>>>>

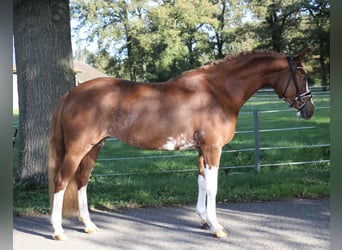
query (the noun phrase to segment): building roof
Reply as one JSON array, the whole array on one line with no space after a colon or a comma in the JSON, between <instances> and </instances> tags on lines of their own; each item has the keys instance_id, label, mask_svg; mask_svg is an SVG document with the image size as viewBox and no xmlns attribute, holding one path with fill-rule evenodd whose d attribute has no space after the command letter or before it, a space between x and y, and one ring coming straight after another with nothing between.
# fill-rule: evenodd
<instances>
[{"instance_id":1,"label":"building roof","mask_svg":"<svg viewBox=\"0 0 342 250\"><path fill-rule=\"evenodd\" d=\"M89 64L82 62L82 61L74 61L74 71L76 73L76 81L77 84L83 83L90 79L96 77L106 77L105 73L95 69L94 67L90 66ZM13 65L13 74L17 73L16 65Z\"/></svg>"},{"instance_id":2,"label":"building roof","mask_svg":"<svg viewBox=\"0 0 342 250\"><path fill-rule=\"evenodd\" d=\"M76 72L77 83L83 83L96 77L107 76L105 73L81 61L74 61L74 71Z\"/></svg>"}]
</instances>

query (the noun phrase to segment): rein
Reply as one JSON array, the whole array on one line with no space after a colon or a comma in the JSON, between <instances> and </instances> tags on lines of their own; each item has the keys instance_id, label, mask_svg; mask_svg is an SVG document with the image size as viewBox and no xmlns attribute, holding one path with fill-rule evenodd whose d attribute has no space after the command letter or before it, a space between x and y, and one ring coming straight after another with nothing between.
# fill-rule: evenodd
<instances>
[{"instance_id":1,"label":"rein","mask_svg":"<svg viewBox=\"0 0 342 250\"><path fill-rule=\"evenodd\" d=\"M291 75L289 76L289 80L287 81L285 90L284 90L283 94L280 96L280 98L284 97L284 95L285 95L285 93L286 93L286 91L287 91L287 89L288 89L288 87L290 85L291 78L292 78L293 83L294 83L295 88L296 88L296 98L289 104L289 107L292 108L295 104L300 102L301 104L300 104L299 108L297 108L297 112L299 112L306 105L306 102L303 101L302 98L309 97L309 100L310 100L312 95L311 95L311 91L307 91L307 92L305 92L303 94L300 93L298 82L297 82L297 78L296 78L296 68L294 66L294 64L295 64L294 58L293 58L293 56L288 56L287 60L289 62Z\"/></svg>"}]
</instances>

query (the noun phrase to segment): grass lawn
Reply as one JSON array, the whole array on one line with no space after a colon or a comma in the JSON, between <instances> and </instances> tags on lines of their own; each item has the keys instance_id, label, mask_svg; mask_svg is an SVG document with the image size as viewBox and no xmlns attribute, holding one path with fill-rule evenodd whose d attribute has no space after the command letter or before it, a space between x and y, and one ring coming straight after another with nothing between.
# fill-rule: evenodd
<instances>
[{"instance_id":1,"label":"grass lawn","mask_svg":"<svg viewBox=\"0 0 342 250\"><path fill-rule=\"evenodd\" d=\"M329 196L329 163L291 165L293 162L329 160L330 96L314 93L317 109L311 120L302 120L273 92L252 97L241 110L237 131L253 130L253 109L259 113L259 129L309 127L291 131L260 132L261 172L254 165L253 133L236 133L223 149L219 172L218 202L318 198ZM266 110L285 110L264 113ZM14 114L14 120L17 114ZM14 173L18 157L14 148ZM269 147L294 147L267 149ZM251 149L236 151L240 149ZM235 151L234 151L235 150ZM233 151L233 152L232 152ZM165 157L171 156L171 157ZM108 158L115 158L106 160ZM91 207L114 209L136 206L194 204L197 199L196 151L138 150L108 140L100 152L88 185ZM279 165L278 165L279 164ZM235 168L236 166L244 166ZM245 167L247 166L247 167ZM33 183L14 183L14 212L47 213L48 189Z\"/></svg>"}]
</instances>

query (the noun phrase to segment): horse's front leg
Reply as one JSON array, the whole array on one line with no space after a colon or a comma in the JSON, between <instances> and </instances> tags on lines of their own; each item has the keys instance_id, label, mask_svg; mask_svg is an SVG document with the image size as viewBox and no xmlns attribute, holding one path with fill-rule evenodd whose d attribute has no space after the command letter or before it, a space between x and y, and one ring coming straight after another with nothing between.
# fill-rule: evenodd
<instances>
[{"instance_id":1,"label":"horse's front leg","mask_svg":"<svg viewBox=\"0 0 342 250\"><path fill-rule=\"evenodd\" d=\"M216 194L218 184L219 161L221 157L221 148L210 147L209 150L203 151L204 157L204 177L199 176L199 194L205 190L206 194L206 223L209 225L210 231L218 238L228 235L228 232L218 222L216 217ZM203 195L197 203L197 212L203 220L203 210L200 210L203 204ZM203 224L205 225L205 224Z\"/></svg>"},{"instance_id":2,"label":"horse's front leg","mask_svg":"<svg viewBox=\"0 0 342 250\"><path fill-rule=\"evenodd\" d=\"M218 238L228 235L228 232L221 226L216 217L216 194L218 184L218 166L206 166L204 176L207 188L207 223L210 231Z\"/></svg>"}]
</instances>

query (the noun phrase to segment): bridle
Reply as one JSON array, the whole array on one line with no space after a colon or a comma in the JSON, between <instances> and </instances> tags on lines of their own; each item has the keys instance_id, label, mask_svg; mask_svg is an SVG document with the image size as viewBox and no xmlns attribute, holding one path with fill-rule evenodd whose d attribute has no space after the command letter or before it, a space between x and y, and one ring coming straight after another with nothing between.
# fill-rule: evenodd
<instances>
[{"instance_id":1,"label":"bridle","mask_svg":"<svg viewBox=\"0 0 342 250\"><path fill-rule=\"evenodd\" d=\"M293 80L293 83L294 83L294 86L296 88L296 98L291 102L289 103L289 107L292 108L293 106L295 106L297 103L299 103L299 108L297 108L297 112L301 111L305 105L306 105L306 102L308 101L303 101L302 98L305 98L305 97L308 97L309 100L312 98L312 95L311 95L311 91L307 91L305 93L300 93L300 90L299 90L299 86L298 86L298 82L297 82L297 78L296 78L296 69L302 69L304 70L304 68L302 67L295 67L295 61L294 61L294 58L293 56L288 56L287 57L287 60L289 62L289 66L290 66L290 76L289 76L289 80L287 81L287 84L286 84L286 87L283 91L283 94L281 96L279 96L280 98L284 98L285 96L285 93L290 85L290 81L291 81L291 78ZM304 70L305 71L305 70Z\"/></svg>"}]
</instances>

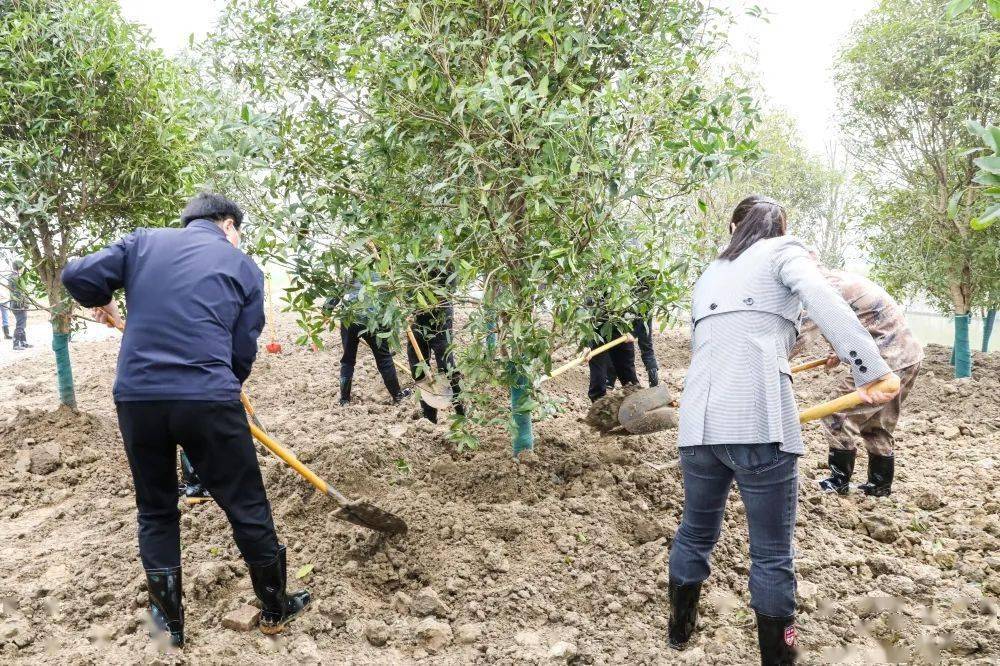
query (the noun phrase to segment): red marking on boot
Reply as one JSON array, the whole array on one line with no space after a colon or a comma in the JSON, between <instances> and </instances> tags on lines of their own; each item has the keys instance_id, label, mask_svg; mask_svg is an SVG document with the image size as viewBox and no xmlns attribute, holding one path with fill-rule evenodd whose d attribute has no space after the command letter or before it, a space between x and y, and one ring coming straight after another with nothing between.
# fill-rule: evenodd
<instances>
[{"instance_id":1,"label":"red marking on boot","mask_svg":"<svg viewBox=\"0 0 1000 666\"><path fill-rule=\"evenodd\" d=\"M271 353L271 354L280 354L281 353L281 345L278 344L277 342L270 342L267 345L267 351L269 353Z\"/></svg>"},{"instance_id":2,"label":"red marking on boot","mask_svg":"<svg viewBox=\"0 0 1000 666\"><path fill-rule=\"evenodd\" d=\"M785 645L792 647L795 645L795 625L790 624L785 627Z\"/></svg>"}]
</instances>

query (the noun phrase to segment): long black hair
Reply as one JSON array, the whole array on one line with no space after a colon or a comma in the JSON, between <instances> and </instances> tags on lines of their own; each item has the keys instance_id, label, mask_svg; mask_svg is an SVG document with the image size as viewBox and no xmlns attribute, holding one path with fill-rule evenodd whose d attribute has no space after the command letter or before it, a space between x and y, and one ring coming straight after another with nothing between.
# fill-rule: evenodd
<instances>
[{"instance_id":1,"label":"long black hair","mask_svg":"<svg viewBox=\"0 0 1000 666\"><path fill-rule=\"evenodd\" d=\"M729 229L733 237L719 259L732 261L765 238L784 236L788 227L785 209L774 199L751 194L736 205Z\"/></svg>"}]
</instances>

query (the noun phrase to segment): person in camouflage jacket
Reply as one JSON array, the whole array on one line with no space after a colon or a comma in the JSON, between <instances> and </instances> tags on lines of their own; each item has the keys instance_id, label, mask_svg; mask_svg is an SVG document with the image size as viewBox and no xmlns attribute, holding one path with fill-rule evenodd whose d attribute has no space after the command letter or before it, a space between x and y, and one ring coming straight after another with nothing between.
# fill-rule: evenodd
<instances>
[{"instance_id":1,"label":"person in camouflage jacket","mask_svg":"<svg viewBox=\"0 0 1000 666\"><path fill-rule=\"evenodd\" d=\"M818 263L818 262L817 262ZM838 412L823 419L829 436L830 477L820 481L826 492L846 495L857 456L858 440L868 451L868 482L858 486L867 495L883 497L892 491L895 470L893 431L900 409L920 373L924 358L923 346L906 323L903 309L886 291L871 280L846 271L820 266L820 271L843 296L858 319L878 345L882 358L900 378L899 394L884 405L861 405L847 412ZM802 328L789 356L801 353L822 337L816 324L803 313ZM828 367L840 363L836 354ZM851 379L838 386L842 393L854 389Z\"/></svg>"}]
</instances>

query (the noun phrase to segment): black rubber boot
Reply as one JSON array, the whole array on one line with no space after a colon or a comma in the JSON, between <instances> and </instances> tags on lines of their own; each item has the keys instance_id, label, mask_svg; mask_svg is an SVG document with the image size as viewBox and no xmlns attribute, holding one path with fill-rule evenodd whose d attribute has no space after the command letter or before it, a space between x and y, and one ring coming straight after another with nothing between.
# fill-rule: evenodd
<instances>
[{"instance_id":1,"label":"black rubber boot","mask_svg":"<svg viewBox=\"0 0 1000 666\"><path fill-rule=\"evenodd\" d=\"M340 378L340 406L351 404L351 382L350 379Z\"/></svg>"},{"instance_id":2,"label":"black rubber boot","mask_svg":"<svg viewBox=\"0 0 1000 666\"><path fill-rule=\"evenodd\" d=\"M795 616L771 617L757 613L757 644L761 666L788 666L795 663Z\"/></svg>"},{"instance_id":3,"label":"black rubber boot","mask_svg":"<svg viewBox=\"0 0 1000 666\"><path fill-rule=\"evenodd\" d=\"M409 398L411 395L413 395L413 391L411 391L410 389L402 389L392 396L392 404L398 405L399 403Z\"/></svg>"},{"instance_id":4,"label":"black rubber boot","mask_svg":"<svg viewBox=\"0 0 1000 666\"><path fill-rule=\"evenodd\" d=\"M868 483L858 490L871 497L886 497L892 493L892 479L896 474L896 457L868 454Z\"/></svg>"},{"instance_id":5,"label":"black rubber boot","mask_svg":"<svg viewBox=\"0 0 1000 666\"><path fill-rule=\"evenodd\" d=\"M646 375L649 376L649 386L650 387L659 386L659 384L660 384L660 370L659 370L659 368L653 368L652 370L647 371Z\"/></svg>"},{"instance_id":6,"label":"black rubber boot","mask_svg":"<svg viewBox=\"0 0 1000 666\"><path fill-rule=\"evenodd\" d=\"M434 409L423 400L420 401L420 413L423 414L424 418L431 423L438 422L438 410Z\"/></svg>"},{"instance_id":7,"label":"black rubber boot","mask_svg":"<svg viewBox=\"0 0 1000 666\"><path fill-rule=\"evenodd\" d=\"M10 327L8 326L3 327L3 338L4 340L10 340Z\"/></svg>"},{"instance_id":8,"label":"black rubber boot","mask_svg":"<svg viewBox=\"0 0 1000 666\"><path fill-rule=\"evenodd\" d=\"M260 630L269 636L280 634L309 605L309 592L285 592L288 564L284 546L278 546L278 554L270 562L248 564L247 567L253 591L260 599Z\"/></svg>"},{"instance_id":9,"label":"black rubber boot","mask_svg":"<svg viewBox=\"0 0 1000 666\"><path fill-rule=\"evenodd\" d=\"M150 569L146 571L146 589L149 590L149 612L153 624L163 633L170 634L170 644L184 645L184 603L181 594L181 568Z\"/></svg>"},{"instance_id":10,"label":"black rubber boot","mask_svg":"<svg viewBox=\"0 0 1000 666\"><path fill-rule=\"evenodd\" d=\"M188 460L187 455L183 452L181 452L181 478L184 480L181 486L181 495L187 504L200 504L201 502L211 501L212 496L205 489L205 486L202 485L201 479L198 478L198 473L194 471L191 461Z\"/></svg>"},{"instance_id":11,"label":"black rubber boot","mask_svg":"<svg viewBox=\"0 0 1000 666\"><path fill-rule=\"evenodd\" d=\"M857 451L830 449L830 455L827 458L830 465L830 476L819 482L819 487L823 489L823 492L837 493L838 495L846 495L851 492L851 476L854 474L854 460L857 455Z\"/></svg>"},{"instance_id":12,"label":"black rubber boot","mask_svg":"<svg viewBox=\"0 0 1000 666\"><path fill-rule=\"evenodd\" d=\"M698 597L701 583L681 585L670 579L670 647L683 650L698 623Z\"/></svg>"}]
</instances>

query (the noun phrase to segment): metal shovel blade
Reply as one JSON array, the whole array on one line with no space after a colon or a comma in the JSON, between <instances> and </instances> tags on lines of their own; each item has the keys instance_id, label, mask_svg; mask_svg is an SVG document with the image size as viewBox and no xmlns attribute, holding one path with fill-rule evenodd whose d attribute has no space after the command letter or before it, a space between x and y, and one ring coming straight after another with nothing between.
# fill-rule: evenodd
<instances>
[{"instance_id":1,"label":"metal shovel blade","mask_svg":"<svg viewBox=\"0 0 1000 666\"><path fill-rule=\"evenodd\" d=\"M618 422L633 435L677 427L677 409L670 390L660 384L627 396L618 408Z\"/></svg>"},{"instance_id":2,"label":"metal shovel blade","mask_svg":"<svg viewBox=\"0 0 1000 666\"><path fill-rule=\"evenodd\" d=\"M444 375L438 375L431 380L420 380L417 382L417 388L420 389L420 399L434 409L450 407L455 395Z\"/></svg>"},{"instance_id":3,"label":"metal shovel blade","mask_svg":"<svg viewBox=\"0 0 1000 666\"><path fill-rule=\"evenodd\" d=\"M399 516L378 508L370 502L357 500L341 506L334 517L359 527L385 534L406 534L406 523Z\"/></svg>"}]
</instances>

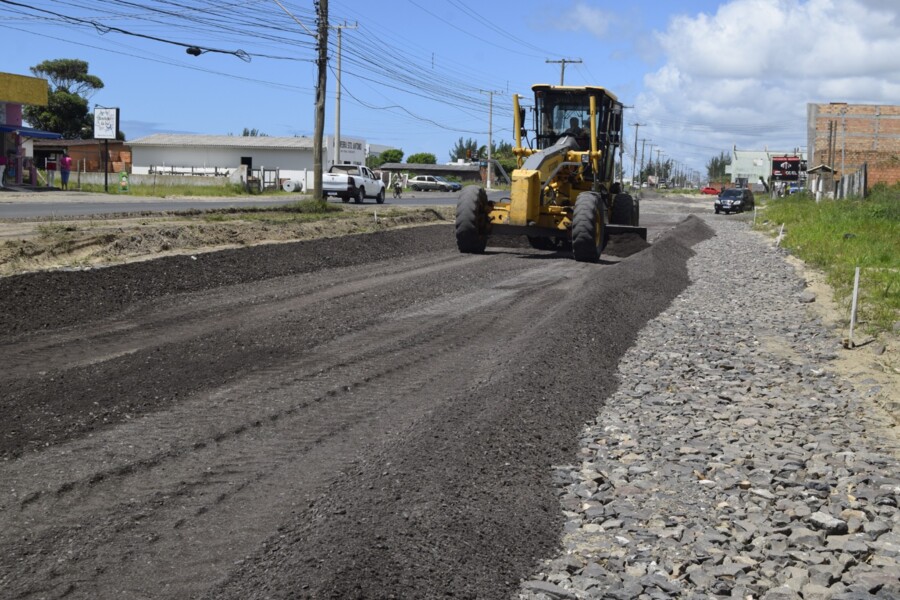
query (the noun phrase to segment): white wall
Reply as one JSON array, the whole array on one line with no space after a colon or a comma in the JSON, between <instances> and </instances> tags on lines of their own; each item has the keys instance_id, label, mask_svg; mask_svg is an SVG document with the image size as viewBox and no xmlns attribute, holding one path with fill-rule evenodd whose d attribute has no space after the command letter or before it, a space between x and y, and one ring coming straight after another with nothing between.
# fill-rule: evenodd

<<<<

Return all lines of the material above in which the word "noun" occurs.

ANSWER FOR THIS EXERCISE:
query (the noun phrase to segment): building roof
query (the noun phrase to segment): rein
query (the noun phrase to segment): grass lawn
query (the noun phrase to segment): horse's front leg
query (the noun phrase to segment): bridle
query (the noun phrase to segment): red marking on boot
query (the noun phrase to segment): long black hair
query (the noun phrase to segment): person in camouflage jacket
query (the noun phrase to segment): black rubber boot
query (the noun phrase to segment): metal shovel blade
query (the noun phrase to segment): white wall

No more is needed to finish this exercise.